>> START

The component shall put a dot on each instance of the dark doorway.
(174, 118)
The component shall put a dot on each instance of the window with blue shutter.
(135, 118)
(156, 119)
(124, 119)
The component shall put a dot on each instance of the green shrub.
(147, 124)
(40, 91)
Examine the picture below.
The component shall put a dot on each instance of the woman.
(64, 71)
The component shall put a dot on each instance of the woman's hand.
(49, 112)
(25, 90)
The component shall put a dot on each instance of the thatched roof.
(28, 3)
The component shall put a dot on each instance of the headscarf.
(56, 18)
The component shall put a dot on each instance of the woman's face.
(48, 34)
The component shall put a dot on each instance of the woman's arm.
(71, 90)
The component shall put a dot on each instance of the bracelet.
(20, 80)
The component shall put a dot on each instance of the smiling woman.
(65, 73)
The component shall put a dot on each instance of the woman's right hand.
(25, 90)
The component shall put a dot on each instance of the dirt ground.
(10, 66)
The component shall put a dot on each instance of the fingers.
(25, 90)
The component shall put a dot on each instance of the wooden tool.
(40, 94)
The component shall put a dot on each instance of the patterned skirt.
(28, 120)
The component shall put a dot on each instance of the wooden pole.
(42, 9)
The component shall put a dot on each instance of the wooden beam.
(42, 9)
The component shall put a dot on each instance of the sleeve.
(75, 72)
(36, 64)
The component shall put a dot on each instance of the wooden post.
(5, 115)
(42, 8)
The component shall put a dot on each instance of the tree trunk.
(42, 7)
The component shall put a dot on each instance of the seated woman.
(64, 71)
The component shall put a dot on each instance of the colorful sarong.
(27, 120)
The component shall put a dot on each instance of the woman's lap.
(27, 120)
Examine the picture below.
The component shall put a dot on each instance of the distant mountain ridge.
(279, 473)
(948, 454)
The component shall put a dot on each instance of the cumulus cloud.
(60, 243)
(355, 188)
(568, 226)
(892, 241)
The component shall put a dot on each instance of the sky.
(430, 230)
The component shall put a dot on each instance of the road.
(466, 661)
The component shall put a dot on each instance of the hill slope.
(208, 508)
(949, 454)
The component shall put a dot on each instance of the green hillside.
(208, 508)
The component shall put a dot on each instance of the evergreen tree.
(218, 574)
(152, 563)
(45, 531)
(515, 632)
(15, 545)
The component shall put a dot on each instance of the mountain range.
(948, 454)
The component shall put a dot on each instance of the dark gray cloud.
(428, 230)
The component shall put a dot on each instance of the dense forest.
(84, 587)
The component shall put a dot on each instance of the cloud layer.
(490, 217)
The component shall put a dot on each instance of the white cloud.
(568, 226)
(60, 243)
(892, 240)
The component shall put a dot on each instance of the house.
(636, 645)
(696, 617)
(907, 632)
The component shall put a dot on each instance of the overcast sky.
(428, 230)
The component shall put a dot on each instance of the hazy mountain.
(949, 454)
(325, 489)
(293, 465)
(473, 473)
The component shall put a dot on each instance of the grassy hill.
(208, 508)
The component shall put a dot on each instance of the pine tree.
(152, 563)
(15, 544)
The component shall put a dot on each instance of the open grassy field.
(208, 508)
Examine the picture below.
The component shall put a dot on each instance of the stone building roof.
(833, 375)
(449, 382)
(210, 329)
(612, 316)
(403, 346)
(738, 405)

>> END
>> START

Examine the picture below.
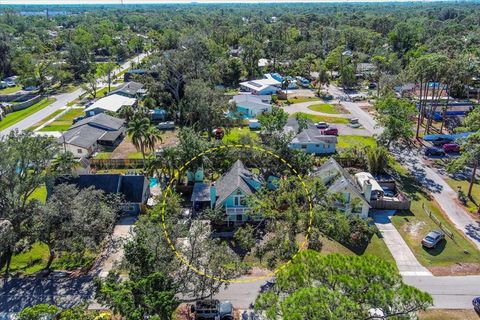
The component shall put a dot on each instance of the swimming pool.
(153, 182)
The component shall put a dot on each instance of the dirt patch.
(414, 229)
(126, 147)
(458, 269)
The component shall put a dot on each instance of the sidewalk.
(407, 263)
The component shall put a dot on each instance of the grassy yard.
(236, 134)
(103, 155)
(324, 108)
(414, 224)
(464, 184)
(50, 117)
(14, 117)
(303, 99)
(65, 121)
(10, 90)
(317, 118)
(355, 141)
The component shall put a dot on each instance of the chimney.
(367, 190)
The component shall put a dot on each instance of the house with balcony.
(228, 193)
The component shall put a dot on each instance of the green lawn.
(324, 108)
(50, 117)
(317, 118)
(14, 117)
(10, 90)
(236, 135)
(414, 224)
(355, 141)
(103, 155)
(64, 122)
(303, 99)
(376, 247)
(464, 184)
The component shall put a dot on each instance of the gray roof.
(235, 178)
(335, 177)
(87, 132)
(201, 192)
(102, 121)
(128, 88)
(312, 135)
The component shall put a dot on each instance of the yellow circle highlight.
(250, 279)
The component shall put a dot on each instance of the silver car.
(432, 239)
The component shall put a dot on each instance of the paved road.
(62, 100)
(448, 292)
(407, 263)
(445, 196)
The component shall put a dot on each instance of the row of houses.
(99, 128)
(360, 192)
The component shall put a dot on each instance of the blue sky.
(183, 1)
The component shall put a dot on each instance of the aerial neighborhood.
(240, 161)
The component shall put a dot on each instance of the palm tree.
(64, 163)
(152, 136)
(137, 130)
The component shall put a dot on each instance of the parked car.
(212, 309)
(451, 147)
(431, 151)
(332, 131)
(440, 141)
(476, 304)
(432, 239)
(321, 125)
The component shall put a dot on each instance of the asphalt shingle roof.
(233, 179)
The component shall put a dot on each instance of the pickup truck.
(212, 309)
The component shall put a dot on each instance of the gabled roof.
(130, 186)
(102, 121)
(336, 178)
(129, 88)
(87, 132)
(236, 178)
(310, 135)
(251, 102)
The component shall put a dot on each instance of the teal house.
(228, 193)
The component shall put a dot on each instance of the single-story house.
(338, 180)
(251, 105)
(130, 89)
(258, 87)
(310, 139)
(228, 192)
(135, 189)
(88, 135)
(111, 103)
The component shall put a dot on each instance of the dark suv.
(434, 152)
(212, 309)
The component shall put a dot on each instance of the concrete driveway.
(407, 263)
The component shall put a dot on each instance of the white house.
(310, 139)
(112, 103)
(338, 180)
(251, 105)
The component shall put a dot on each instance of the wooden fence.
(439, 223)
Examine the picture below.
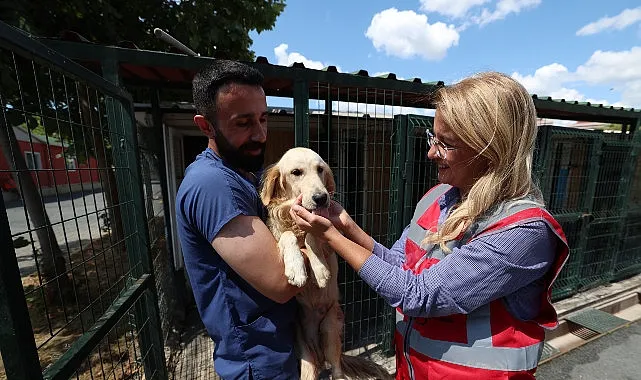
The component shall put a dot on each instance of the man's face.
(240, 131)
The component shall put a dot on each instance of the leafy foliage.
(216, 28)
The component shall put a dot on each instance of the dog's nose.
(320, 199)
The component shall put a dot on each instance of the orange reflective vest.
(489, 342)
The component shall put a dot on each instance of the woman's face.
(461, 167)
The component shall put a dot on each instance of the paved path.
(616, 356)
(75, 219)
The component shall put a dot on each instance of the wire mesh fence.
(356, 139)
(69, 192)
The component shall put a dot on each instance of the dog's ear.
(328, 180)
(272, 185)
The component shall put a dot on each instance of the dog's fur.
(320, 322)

>> END

* [Challenge]: Return, unchanged, each line in the items above that contains the word "hand". Letter case matters.

* [The output]:
The component shall put a dot on each instance of the woman's hand.
The component shall put a dot on each instance of the woman's right hand.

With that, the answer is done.